# START OF TASK INPUTS

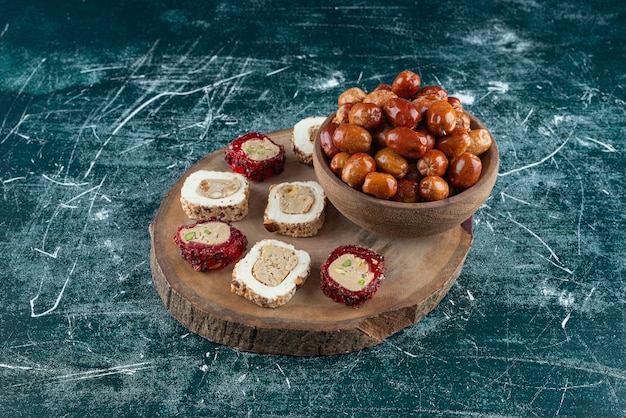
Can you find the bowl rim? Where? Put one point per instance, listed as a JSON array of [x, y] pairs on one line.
[[486, 175]]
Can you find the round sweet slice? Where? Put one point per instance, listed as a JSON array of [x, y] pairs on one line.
[[210, 244], [303, 137], [215, 194], [270, 273], [255, 156], [295, 209], [352, 274]]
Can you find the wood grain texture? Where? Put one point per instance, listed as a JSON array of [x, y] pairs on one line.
[[398, 219], [419, 272]]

# END OF TASK INPUTS

* _OBJECTIVE_
Retype all of the records above word for word, omitting the pictures.

* _ANSWER IN FULL_
Can you find the bowl rim? Where? Put one point per instance, listed as a JSON array of [x, y] pairs on one line.
[[486, 175]]
Can you find the round sweet slice? Where? Put one point per instance, listed as a JSON array of [x, y] pairs on one line.
[[210, 244], [303, 137], [215, 194], [270, 273], [255, 156], [295, 209], [352, 274]]
Can you find the wood grain texture? Where? Put one point per instance, listed as a JSON array of [x, y] pairs on one line.
[[398, 219], [419, 272]]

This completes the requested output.